=== Problem to solve ===
Could you write out every row below, requests included, with each x and y coordinate in the answers offset by 101?

=== Data rows ===
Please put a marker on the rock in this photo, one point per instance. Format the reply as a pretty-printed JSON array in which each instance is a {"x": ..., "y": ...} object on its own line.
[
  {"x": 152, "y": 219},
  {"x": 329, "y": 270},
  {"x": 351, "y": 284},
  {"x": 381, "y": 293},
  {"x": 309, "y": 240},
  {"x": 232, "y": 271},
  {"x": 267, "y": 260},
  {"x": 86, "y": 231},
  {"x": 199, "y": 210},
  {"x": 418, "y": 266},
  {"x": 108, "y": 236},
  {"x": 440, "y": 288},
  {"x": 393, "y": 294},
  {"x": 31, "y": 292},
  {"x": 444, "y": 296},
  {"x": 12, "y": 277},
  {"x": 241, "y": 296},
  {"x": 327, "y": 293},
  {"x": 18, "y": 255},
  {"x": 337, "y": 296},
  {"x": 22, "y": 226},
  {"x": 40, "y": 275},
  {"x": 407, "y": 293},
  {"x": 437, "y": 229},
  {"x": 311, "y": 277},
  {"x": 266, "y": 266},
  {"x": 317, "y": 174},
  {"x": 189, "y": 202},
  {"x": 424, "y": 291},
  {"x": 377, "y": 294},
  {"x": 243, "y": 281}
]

=== Output of the exercise ===
Please put a marker on the rock in this photo, one point per instance. Format the reply as a pretty-printed JSON array in which each instance is a {"x": ..., "y": ...} object on its own line.
[
  {"x": 253, "y": 320},
  {"x": 430, "y": 371},
  {"x": 452, "y": 385},
  {"x": 482, "y": 394},
  {"x": 410, "y": 341},
  {"x": 333, "y": 372},
  {"x": 368, "y": 361},
  {"x": 187, "y": 332},
  {"x": 300, "y": 311},
  {"x": 519, "y": 367},
  {"x": 209, "y": 337},
  {"x": 541, "y": 389},
  {"x": 494, "y": 395},
  {"x": 132, "y": 393},
  {"x": 545, "y": 397},
  {"x": 113, "y": 378},
  {"x": 342, "y": 397},
  {"x": 428, "y": 394},
  {"x": 119, "y": 356},
  {"x": 438, "y": 397},
  {"x": 123, "y": 327},
  {"x": 141, "y": 376},
  {"x": 508, "y": 394},
  {"x": 538, "y": 330},
  {"x": 412, "y": 378},
  {"x": 367, "y": 367},
  {"x": 418, "y": 275},
  {"x": 290, "y": 303},
  {"x": 525, "y": 392},
  {"x": 478, "y": 395},
  {"x": 344, "y": 382}
]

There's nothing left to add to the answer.